There’s been a quiet hum around this one for a while now. Whispers. Half-memories. A song buried in the static. It broke surface for a moment in ’24 via a leak on a surveillance media feed. The heads got hungry. It was referred to as ‘the harmonica one’.
Now, finally, it’s here in finished form: De Laatste Rit (The Last Ride), a hypnotic transmission built around a chunky SEM synth line that pushes ever onwards, slowly, steadily, through spent circuitry. It’s cosmic disco at its most cinematic: John Carpenter and Morricone grind it out on a Rimini dancefloor.
It’s the second release on Big Strings Attached, Abigail Ward’s DIY microlabel for music that might otherwise slip through the cracks. This time, she teams up with young folk outlaw Oliver Cross (Paraorchestra, The Patterers), who delivers an ecstatic harmonica solo — a howl from another realm. Less a guest spot, more a spiritual breach.
Designed to repel algorithmic analysis, De Laatste Rit ain’t gonna be turning up on any mood-based playlists any time soon. It’s for the deep listeners, the tuned-in, the cosmically credentialed. Anyone whose spirit is deemed too closed, too clenched, too cowed by the hetero-authoritarian hate machine will simply hear silence when they press play. But for those on the right wavelength? This is a doorway.
De Laatste Rit is accompanied by two Versions. The first comes courtesy of dub techno mystic J.S.Zeiter (Kontakt, Lempuyang), who briefly emerges from his Cheshire hermitage to lay down a characteristically amniotic rework aimed squarely at the centre of the ultraworld.
The second is a fragile, fragmented live analogue dub created by Outsider (Joni Newham, Saffron Music) that uses absence as an instrument in its own right.
The four artists involved have but one request: play only at the deepest hour on a system that can handle a serious low-end ritual.
Dedicated to the memory of M. L. Cuckson, who may or may not still be listening.
50% of the net profits from De Laatste Rit (The Last Ride) will be donated to Medical Aid for Palestinians on behalf of Oliver Cross.

________________

• What to do
1 – Decide whether each statement agrees with the text about De Laatste Rit. Answer yes or no for each, and quote the words that settle it.
(a) De Laatste Rit is the first release on Big Strings Attached.
(b) J.S.Zeiter created the second Version.
(c) Half of the net profits from De Laatste Rit will go to Medical Aid for Palestinians.
2 – Translate this sentence from the text about De Laatste Rit into Spanish: "The four artists involved have but one request: play only at the deepest hour on a system that can handle a serious low-end ritual."

• Dataset
________________

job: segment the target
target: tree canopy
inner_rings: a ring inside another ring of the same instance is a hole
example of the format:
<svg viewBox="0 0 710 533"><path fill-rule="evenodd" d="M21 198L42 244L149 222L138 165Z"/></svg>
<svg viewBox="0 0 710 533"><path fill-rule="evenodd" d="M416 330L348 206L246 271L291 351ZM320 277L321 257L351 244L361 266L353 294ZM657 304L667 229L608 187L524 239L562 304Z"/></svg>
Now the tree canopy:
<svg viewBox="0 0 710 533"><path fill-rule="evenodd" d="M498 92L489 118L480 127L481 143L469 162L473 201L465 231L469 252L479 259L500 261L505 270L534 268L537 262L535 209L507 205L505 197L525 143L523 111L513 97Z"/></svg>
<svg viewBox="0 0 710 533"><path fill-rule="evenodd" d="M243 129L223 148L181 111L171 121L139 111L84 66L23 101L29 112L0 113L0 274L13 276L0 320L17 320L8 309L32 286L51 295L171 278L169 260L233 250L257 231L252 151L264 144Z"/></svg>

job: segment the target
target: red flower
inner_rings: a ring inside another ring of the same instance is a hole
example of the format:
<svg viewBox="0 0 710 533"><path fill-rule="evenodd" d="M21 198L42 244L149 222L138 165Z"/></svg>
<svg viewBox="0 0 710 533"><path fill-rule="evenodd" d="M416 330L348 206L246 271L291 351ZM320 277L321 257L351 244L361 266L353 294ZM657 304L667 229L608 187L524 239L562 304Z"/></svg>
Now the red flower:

________________

• Exercise results
1 –
(a) No: "It’s the second release on Big Strings Attached"
(b) No: "The second is a fragile, fragmented live analogue dub created by Outsider"
(c) Yes: "50% of the net profits from De Laatste Rit (The Last Ride) will be donated to Medical Aid for Palestinians"

2 – Los cuatro artistas que participan tienen una sola petición: que se reproduzca solo a la hora más profunda, en un equipo capaz de soportar un serio ritual de graves.